## Exercise objective
Look for "concrete" in each line of the records, and copy the lines that have it.
────
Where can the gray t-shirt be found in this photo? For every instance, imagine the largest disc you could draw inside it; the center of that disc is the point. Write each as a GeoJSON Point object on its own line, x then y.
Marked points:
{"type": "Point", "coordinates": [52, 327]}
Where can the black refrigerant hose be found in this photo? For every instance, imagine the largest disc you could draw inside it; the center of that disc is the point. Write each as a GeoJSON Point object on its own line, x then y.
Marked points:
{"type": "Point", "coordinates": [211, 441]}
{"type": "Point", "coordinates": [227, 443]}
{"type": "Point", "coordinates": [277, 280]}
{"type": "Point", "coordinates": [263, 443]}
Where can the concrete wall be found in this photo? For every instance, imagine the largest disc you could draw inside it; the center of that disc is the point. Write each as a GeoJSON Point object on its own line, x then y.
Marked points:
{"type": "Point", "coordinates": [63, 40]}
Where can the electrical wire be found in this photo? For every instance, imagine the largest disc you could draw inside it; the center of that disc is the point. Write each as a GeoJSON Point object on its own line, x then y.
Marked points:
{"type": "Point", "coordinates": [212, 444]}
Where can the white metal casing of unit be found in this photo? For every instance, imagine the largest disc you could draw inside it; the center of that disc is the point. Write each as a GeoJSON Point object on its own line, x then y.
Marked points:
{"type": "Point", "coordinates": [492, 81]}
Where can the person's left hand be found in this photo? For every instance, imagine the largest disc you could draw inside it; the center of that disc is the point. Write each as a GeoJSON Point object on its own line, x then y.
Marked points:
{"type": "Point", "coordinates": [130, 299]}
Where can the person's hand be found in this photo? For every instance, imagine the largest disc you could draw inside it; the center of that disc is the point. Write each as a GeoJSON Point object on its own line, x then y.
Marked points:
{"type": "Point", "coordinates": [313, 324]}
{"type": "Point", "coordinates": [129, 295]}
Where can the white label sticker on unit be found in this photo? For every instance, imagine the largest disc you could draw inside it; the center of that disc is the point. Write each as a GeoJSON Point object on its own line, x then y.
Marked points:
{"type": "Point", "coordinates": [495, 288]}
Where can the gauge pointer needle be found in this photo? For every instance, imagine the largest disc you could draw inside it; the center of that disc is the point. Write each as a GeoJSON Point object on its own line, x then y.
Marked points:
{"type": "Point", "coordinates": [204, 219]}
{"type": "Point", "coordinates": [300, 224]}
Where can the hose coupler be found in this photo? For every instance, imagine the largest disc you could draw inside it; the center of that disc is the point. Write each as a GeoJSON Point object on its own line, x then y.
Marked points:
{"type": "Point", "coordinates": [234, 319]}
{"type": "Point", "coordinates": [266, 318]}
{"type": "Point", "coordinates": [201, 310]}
────
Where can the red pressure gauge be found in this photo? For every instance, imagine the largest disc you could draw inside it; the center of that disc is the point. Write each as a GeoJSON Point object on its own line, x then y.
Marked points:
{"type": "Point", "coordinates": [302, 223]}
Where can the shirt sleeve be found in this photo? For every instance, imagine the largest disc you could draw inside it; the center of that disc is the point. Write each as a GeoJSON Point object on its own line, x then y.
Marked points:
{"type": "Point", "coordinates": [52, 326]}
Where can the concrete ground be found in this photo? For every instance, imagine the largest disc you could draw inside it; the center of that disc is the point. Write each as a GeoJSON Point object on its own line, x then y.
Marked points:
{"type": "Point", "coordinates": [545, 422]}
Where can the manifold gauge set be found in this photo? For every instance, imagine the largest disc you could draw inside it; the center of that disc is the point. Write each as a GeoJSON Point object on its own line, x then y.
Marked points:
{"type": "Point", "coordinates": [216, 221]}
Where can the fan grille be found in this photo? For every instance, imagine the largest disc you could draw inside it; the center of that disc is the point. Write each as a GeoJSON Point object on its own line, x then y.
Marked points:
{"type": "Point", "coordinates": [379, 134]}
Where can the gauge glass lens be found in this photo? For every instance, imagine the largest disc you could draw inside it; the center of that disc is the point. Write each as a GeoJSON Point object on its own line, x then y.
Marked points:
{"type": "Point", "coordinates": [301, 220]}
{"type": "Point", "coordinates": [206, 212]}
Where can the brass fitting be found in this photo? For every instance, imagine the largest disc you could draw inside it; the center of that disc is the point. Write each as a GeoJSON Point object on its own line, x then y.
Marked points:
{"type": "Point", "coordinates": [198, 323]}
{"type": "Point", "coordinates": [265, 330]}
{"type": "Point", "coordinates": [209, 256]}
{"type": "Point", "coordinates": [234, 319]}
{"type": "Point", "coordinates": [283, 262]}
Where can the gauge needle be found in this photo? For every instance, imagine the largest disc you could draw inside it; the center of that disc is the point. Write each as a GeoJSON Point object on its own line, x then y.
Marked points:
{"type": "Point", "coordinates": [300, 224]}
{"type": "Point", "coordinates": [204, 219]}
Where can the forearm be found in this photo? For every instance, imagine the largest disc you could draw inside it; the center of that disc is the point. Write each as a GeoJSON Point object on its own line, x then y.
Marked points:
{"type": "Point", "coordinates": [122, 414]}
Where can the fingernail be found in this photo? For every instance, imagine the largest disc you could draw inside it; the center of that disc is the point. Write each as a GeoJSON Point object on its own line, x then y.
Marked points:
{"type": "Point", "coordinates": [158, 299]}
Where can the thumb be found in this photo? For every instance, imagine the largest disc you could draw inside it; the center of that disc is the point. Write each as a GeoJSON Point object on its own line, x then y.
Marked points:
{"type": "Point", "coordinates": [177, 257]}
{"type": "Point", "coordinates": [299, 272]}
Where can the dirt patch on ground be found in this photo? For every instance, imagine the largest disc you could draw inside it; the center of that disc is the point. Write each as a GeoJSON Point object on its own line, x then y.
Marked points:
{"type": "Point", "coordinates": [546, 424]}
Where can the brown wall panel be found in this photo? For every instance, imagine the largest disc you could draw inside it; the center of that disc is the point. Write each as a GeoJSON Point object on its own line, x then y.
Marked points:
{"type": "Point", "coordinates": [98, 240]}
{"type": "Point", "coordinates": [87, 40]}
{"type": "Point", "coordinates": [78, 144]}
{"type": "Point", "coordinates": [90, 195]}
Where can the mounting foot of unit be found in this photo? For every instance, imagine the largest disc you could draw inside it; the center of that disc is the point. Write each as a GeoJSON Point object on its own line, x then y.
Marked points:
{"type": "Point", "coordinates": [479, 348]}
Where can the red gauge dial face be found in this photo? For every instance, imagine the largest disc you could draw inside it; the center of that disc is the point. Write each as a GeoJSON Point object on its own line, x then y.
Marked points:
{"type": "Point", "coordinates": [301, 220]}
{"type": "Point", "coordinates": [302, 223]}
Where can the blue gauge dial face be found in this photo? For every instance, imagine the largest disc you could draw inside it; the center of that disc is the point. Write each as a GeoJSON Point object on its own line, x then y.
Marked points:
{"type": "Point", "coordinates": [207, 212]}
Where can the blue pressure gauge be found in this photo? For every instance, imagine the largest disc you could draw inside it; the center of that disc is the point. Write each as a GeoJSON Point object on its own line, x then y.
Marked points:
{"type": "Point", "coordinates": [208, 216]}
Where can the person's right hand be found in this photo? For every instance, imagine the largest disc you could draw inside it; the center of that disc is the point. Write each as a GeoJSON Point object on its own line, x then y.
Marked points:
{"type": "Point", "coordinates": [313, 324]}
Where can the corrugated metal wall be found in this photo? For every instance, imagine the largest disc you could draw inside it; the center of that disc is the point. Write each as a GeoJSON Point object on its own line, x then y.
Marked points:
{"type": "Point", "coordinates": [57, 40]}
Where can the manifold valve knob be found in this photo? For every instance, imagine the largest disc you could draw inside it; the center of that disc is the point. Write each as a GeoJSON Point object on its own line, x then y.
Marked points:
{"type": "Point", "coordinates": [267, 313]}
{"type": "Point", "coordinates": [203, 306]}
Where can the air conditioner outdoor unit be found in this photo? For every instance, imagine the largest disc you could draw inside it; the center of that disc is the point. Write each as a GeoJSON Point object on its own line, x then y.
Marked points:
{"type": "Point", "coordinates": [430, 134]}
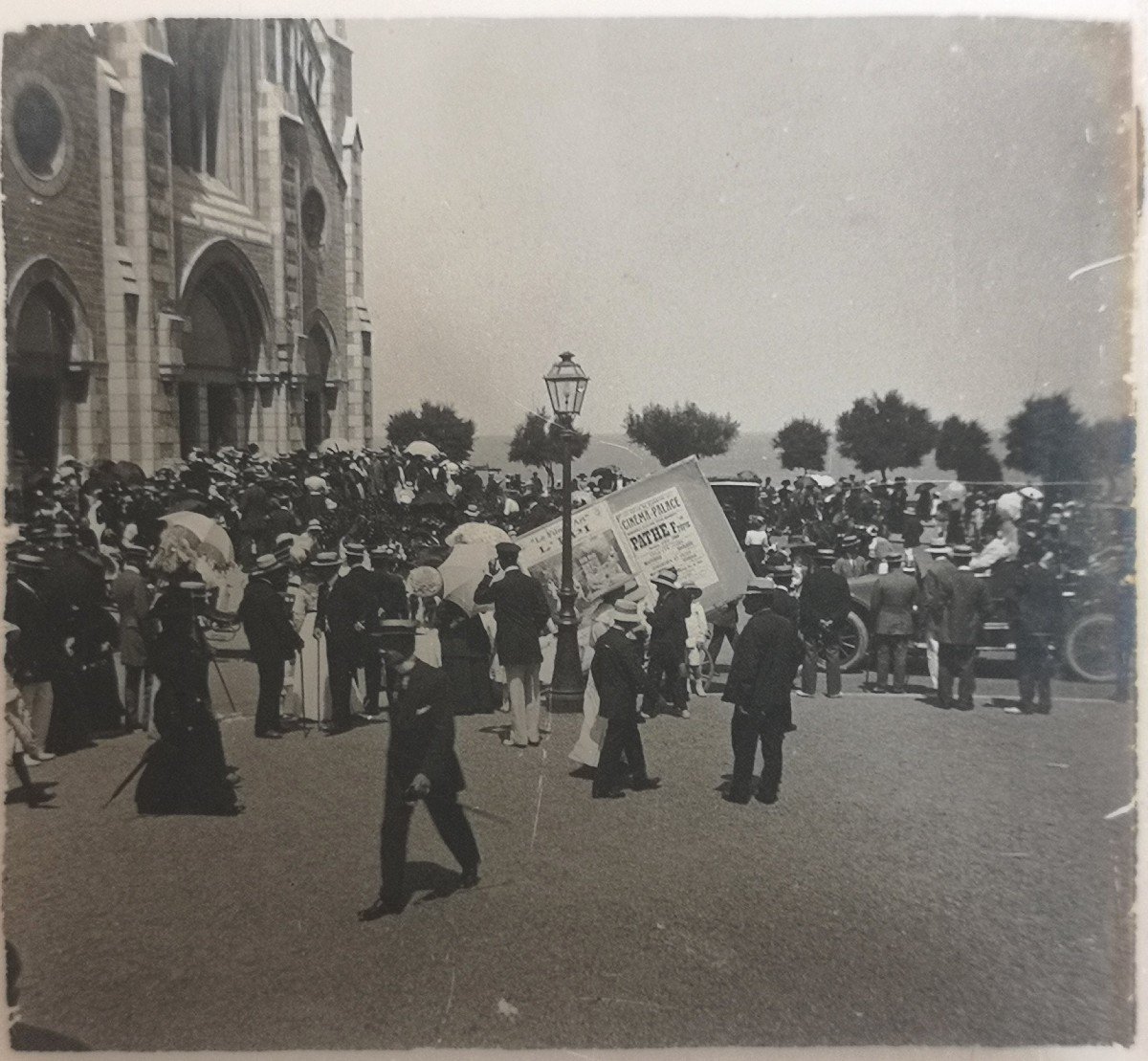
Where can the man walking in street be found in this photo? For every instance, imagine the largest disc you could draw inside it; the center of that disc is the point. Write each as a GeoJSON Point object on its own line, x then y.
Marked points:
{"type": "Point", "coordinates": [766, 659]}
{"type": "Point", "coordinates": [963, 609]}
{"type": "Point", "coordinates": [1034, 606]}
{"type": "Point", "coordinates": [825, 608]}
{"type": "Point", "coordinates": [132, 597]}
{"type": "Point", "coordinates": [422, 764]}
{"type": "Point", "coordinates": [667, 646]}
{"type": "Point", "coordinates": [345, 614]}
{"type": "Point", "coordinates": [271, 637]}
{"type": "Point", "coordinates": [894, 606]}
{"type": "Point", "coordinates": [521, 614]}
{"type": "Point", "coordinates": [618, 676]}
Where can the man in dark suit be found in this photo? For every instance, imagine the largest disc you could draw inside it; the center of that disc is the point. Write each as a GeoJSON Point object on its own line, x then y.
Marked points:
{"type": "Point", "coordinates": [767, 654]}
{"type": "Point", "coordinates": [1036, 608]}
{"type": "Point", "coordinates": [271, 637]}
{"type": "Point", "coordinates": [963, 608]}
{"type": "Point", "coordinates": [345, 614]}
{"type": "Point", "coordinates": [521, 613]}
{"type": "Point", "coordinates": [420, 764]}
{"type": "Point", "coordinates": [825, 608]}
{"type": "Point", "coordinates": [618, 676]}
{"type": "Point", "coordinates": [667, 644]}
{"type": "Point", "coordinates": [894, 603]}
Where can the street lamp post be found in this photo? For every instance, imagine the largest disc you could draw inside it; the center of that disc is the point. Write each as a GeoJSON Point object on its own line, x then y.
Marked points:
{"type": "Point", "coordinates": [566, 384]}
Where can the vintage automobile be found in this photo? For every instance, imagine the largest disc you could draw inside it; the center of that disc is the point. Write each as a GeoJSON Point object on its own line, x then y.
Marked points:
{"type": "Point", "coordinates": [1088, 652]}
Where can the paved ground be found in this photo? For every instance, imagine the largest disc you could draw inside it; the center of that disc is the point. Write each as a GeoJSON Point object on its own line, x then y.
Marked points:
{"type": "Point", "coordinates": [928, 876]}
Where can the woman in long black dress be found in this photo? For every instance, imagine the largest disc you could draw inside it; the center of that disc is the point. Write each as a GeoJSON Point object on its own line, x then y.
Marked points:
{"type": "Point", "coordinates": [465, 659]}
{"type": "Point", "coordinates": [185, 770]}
────
## Expected answer
Where can the concrete wall be found in this photo? For every instance, imagine the largest disc you could draw inside it; the center of that disc is the point. Write each as a GeoJSON Point object on its own line, x then y.
Where can the concrete ground be found in this photo? For every instance, imagine the largest disc you could draw inside it; the center of that disc is the point. Write each as a GeoJSON Point object on its own line, x then y.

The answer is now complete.